▶ [Exercise prompt]: Write out exactly, please, the lines from the one containing "Where can the wooden pier" to the end of the material.

Excerpts from point annotation data
----------

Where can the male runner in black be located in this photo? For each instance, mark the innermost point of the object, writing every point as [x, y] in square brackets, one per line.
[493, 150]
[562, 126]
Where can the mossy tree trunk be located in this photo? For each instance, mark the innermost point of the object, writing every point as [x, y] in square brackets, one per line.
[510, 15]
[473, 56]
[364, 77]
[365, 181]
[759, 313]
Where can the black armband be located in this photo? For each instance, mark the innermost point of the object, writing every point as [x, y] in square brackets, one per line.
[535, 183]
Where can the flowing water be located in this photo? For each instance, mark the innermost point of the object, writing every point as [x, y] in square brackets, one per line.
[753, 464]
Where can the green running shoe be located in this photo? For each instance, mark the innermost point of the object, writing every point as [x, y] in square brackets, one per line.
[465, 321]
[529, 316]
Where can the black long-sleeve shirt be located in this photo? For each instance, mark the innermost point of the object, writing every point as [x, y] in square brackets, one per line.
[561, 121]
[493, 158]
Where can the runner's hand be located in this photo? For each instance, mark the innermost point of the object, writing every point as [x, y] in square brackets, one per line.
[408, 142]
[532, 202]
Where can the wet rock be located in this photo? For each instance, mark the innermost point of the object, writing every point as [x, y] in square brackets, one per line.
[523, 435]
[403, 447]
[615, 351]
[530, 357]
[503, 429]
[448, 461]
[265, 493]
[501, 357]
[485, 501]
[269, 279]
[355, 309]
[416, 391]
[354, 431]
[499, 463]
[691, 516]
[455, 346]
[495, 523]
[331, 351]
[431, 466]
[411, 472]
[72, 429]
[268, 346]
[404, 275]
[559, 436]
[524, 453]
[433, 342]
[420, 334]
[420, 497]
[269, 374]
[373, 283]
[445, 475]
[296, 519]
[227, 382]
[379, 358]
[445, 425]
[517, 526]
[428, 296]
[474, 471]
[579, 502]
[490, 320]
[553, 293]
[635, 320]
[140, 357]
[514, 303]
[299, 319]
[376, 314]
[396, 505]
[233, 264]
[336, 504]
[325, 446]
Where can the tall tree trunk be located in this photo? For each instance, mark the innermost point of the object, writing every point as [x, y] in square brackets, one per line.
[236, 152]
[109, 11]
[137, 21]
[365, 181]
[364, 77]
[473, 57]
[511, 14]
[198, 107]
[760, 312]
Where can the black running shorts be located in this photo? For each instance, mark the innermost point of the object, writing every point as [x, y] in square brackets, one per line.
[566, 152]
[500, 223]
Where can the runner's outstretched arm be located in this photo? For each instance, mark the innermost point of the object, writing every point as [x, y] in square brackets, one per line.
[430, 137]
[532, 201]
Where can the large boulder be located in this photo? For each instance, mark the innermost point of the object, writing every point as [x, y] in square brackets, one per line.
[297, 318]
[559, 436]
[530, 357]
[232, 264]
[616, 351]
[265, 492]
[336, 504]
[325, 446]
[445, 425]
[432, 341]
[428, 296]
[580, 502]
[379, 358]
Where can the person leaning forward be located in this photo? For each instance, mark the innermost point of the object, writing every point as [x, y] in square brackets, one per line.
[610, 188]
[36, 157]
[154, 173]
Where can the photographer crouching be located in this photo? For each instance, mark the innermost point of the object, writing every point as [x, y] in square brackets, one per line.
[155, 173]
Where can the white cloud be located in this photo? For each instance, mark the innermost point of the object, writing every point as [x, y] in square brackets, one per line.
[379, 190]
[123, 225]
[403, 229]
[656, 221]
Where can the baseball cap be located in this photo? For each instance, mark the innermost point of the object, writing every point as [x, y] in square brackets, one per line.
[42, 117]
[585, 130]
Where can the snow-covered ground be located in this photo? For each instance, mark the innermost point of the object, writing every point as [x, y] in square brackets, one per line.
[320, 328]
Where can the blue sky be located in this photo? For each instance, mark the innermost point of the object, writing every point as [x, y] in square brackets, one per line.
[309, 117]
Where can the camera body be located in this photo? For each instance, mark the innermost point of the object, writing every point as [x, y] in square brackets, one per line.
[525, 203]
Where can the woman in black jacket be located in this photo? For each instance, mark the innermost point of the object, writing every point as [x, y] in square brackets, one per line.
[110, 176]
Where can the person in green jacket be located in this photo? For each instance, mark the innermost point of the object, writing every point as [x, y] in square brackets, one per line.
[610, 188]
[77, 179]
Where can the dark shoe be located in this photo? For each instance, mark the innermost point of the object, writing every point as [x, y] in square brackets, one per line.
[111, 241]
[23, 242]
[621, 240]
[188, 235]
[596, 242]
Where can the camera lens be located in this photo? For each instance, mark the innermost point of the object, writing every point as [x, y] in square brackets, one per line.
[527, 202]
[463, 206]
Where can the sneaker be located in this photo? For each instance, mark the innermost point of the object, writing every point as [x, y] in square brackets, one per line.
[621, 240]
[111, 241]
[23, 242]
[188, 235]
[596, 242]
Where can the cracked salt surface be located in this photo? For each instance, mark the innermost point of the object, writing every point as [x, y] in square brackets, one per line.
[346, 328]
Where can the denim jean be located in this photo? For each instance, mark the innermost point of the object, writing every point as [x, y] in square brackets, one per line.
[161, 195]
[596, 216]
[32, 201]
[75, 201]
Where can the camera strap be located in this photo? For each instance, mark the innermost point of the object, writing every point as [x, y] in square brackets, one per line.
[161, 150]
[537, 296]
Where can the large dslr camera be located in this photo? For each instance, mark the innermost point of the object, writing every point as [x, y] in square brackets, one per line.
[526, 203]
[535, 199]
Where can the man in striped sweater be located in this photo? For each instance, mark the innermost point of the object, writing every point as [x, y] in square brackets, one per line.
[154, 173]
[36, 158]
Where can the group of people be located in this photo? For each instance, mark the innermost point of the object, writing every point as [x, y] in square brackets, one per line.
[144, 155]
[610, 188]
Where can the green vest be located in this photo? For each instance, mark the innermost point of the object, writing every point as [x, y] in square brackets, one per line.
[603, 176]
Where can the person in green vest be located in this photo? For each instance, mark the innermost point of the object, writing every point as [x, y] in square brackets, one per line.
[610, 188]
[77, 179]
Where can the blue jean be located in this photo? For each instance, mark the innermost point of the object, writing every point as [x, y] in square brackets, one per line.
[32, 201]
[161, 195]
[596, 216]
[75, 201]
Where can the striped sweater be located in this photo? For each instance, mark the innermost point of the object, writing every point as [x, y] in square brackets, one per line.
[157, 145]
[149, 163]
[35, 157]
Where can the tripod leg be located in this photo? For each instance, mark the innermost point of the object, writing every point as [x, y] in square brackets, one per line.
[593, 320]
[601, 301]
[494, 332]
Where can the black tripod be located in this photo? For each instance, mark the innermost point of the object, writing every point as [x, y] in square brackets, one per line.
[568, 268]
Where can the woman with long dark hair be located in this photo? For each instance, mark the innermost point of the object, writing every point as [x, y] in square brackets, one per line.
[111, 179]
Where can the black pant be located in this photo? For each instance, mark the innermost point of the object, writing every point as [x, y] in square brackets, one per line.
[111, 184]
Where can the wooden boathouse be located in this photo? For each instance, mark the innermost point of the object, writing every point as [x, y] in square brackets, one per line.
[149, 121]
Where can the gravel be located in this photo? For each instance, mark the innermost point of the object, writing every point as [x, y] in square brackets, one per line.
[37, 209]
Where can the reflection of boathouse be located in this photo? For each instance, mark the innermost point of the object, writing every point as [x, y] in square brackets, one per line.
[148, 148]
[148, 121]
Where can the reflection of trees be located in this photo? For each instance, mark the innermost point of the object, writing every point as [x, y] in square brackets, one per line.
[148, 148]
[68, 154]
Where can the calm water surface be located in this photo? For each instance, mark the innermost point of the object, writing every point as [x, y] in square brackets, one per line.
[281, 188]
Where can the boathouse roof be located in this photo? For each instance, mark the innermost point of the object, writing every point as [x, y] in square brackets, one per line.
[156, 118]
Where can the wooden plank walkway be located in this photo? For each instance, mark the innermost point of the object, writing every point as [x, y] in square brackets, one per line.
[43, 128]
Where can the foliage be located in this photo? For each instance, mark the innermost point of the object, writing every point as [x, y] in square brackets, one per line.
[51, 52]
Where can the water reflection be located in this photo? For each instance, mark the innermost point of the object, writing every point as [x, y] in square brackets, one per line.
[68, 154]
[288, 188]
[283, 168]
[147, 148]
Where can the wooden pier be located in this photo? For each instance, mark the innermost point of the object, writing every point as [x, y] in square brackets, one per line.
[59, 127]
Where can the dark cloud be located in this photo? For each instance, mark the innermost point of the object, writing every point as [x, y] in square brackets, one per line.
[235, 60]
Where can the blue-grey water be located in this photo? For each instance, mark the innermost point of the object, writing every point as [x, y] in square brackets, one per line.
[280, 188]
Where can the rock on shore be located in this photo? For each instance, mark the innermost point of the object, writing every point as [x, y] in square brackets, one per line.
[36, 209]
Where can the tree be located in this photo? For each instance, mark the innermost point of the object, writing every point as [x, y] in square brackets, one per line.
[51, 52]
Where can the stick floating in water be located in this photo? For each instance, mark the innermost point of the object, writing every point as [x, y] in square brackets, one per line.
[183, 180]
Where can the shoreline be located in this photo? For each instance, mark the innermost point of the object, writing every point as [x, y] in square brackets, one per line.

----------

▶ [Solution to the problem]:
Where can the wooden pier be located in this photo? For each instance, mark the innermost point of the object, writing every point as [x, y] in square brackets, one per line.
[59, 127]
Where can the dark cloud be located in this photo? For each instance, mark the innermost point of the object, writing every point as [x, y] in square brackets, one per line.
[235, 60]
Where can the blue-grey water be located in this photo? For each instance, mark the innermost point of the object, writing every point as [x, y] in square brackets, one per line.
[280, 188]
Where can the rock on shore be located in this photo? For each instance, mark the innermost point of the object, writing every point as [x, y] in square brackets, one per line.
[36, 209]
Where can the tree be located in this photo? For each instance, mark the innermost point of the object, writing every point as [x, y] in square brackets, one per line.
[51, 52]
Where can the stick floating in water be located in this photo? For each instance, mark the innermost point of the object, writing every point as [x, y] in square brackets, one per line.
[183, 180]
Where can the shoreline be located in this photo? For each instance, mark the innermost point of the object, writing every point as [x, y] in square brackets, one per line.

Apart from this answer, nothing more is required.